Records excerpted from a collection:

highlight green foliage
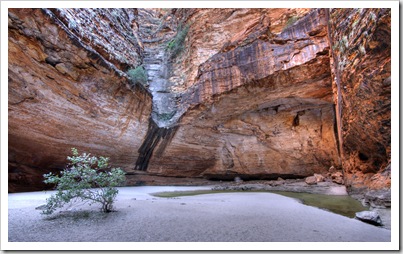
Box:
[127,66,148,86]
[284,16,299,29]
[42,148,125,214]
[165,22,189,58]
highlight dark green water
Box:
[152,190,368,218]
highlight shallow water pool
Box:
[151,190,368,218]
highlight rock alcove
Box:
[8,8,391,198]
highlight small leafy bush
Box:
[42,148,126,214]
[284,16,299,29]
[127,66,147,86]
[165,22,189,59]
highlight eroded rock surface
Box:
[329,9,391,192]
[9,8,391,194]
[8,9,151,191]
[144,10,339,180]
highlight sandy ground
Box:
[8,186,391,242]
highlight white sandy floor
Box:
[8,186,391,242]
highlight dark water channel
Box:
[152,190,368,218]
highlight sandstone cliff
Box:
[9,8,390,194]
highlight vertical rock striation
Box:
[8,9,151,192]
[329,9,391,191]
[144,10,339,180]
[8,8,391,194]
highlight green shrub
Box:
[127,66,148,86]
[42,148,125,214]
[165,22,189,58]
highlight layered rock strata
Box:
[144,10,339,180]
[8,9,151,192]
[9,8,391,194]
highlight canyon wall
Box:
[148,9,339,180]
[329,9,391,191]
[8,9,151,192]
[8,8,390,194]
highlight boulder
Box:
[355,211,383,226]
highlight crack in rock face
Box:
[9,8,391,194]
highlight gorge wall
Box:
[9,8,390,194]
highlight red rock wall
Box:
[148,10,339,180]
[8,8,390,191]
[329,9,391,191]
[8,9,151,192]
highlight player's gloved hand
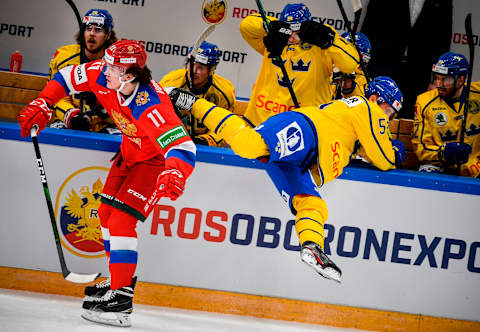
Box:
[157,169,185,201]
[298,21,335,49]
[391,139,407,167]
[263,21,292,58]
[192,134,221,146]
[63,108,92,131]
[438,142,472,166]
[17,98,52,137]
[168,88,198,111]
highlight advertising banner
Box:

==

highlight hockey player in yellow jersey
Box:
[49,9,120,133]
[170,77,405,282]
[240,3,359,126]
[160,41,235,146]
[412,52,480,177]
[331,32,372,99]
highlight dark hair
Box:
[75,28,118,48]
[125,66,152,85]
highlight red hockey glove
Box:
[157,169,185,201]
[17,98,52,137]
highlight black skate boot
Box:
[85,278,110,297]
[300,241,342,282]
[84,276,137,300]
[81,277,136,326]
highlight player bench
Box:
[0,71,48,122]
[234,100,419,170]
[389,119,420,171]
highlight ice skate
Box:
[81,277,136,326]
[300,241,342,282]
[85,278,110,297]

---

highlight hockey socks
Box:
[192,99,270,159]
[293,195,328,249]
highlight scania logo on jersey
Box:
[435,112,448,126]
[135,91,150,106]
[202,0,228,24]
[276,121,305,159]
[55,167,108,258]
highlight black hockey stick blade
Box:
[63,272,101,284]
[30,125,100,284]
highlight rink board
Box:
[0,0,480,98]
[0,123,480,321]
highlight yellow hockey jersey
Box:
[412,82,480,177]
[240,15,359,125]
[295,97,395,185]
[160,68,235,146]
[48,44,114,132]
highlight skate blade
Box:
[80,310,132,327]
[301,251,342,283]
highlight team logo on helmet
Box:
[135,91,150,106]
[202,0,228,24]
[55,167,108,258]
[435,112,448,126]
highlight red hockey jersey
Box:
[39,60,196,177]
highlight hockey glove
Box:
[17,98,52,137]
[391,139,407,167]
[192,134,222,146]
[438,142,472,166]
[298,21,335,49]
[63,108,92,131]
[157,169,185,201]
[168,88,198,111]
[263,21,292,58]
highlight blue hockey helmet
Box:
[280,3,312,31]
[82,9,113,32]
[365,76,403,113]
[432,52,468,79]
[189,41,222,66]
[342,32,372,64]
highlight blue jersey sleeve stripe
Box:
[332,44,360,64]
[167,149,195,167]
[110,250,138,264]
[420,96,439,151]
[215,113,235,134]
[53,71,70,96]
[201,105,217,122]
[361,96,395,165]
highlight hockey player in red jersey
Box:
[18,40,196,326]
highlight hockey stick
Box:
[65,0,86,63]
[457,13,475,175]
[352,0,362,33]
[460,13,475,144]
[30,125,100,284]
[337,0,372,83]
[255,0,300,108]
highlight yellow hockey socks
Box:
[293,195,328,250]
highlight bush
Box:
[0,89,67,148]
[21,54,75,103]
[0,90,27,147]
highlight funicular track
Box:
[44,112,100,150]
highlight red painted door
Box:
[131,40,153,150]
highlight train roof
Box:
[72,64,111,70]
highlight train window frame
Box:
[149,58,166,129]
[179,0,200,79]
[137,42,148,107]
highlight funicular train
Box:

▸ Exercise aim: Copy out the listing from the line holding "highlight green foliage" to the line holding "[8,8,391,198]", both included, and leave out the picture.

▸ The answer:
highlight green foliage
Box:
[127,66,148,86]
[284,16,299,29]
[42,148,125,214]
[165,22,189,58]
highlight dark green water
Box:
[152,190,368,218]
highlight shallow water pool
Box:
[151,190,368,218]
highlight rock alcove
Box:
[8,8,391,198]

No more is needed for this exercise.